— Given information —
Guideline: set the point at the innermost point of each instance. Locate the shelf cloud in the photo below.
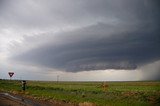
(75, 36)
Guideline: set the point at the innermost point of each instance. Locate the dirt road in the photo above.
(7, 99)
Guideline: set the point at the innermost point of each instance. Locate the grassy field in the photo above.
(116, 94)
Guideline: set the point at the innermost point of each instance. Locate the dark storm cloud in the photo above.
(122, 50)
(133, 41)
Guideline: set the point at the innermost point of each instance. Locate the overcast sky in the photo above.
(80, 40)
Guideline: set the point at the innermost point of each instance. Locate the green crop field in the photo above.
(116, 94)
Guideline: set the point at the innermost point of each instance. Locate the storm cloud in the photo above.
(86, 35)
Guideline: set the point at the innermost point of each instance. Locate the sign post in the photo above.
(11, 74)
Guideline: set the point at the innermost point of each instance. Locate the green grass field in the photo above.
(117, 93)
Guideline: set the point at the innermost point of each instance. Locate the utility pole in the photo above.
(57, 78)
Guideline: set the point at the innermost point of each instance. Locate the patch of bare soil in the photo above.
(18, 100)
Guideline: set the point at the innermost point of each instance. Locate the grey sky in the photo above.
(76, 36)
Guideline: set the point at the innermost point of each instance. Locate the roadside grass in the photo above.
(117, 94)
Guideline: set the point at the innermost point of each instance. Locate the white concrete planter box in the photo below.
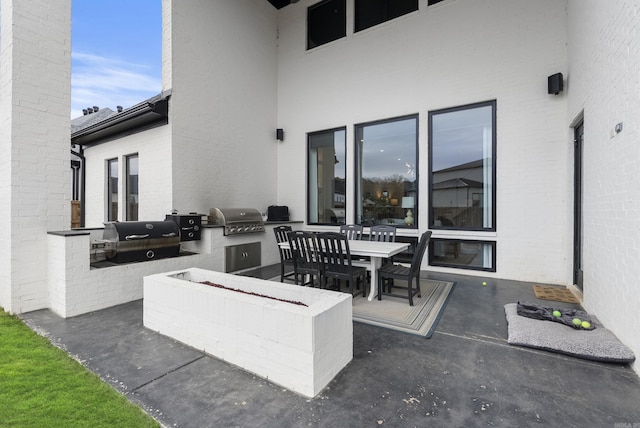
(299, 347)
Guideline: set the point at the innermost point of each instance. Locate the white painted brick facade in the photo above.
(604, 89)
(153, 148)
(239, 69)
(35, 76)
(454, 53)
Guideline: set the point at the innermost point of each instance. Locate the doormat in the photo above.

— Problem description —
Reproduce every entry above exactly, and omit the pictures.

— Response to this exercise —
Guideline: set the point at the innermost point of each instance. Locate the shelf cloud in the photo below.
(75, 36)
Guideline: set the point at the innermost point of each instance. Locate the dirt road in the photo above.
(7, 99)
Guideline: set the point at the innermost point of each instance. Locate the grassy field in the photo above.
(116, 94)
Guideline: set the point at the innermost point of each instance. Locate the dark storm cloud in the photo above.
(122, 50)
(133, 41)
Guideline: set the point at the innermost point of each instance. Locate the overcast sky in the photo above.
(80, 40)
Guideline: set the point at the innermost point of each instance. Locate the green crop field in the photo above.
(116, 94)
Guideline: set the point at the innermost point of each instance. Locate the storm cloud in the photo above.
(86, 35)
Guideline: set the point at the innermost point of each instance. Locate the sign post in the photo above.
(11, 74)
Guideline: set the point at the innermost point of each instance. Locate the green grass field in the photo above.
(117, 93)
Guideline: set the point at the innermost point of each instance. Locate the utility pole in the photo above.
(57, 78)
Guideline: set the point at the innermost point of each instance. Locate the patch of bare soil in the photo above.
(18, 100)
Guideline: set the point at the innermost point of each instance. Locate the grey sky in the photo above.
(76, 36)
Guideline: set the point at the innermost point of each instance. Locate the roadside grass in the photo above.
(117, 94)
Guideline: set the point at the innermost point of each instance. Locate the white concrete planter box in the photo below.
(299, 347)
Guideline: set the point at the innermost point of each instance. Locate the white painted brick facade in the photo above.
(604, 89)
(153, 148)
(239, 69)
(35, 76)
(454, 53)
Guideline: set the point at the innermost point of each instance. Locate the doormat in the photo above.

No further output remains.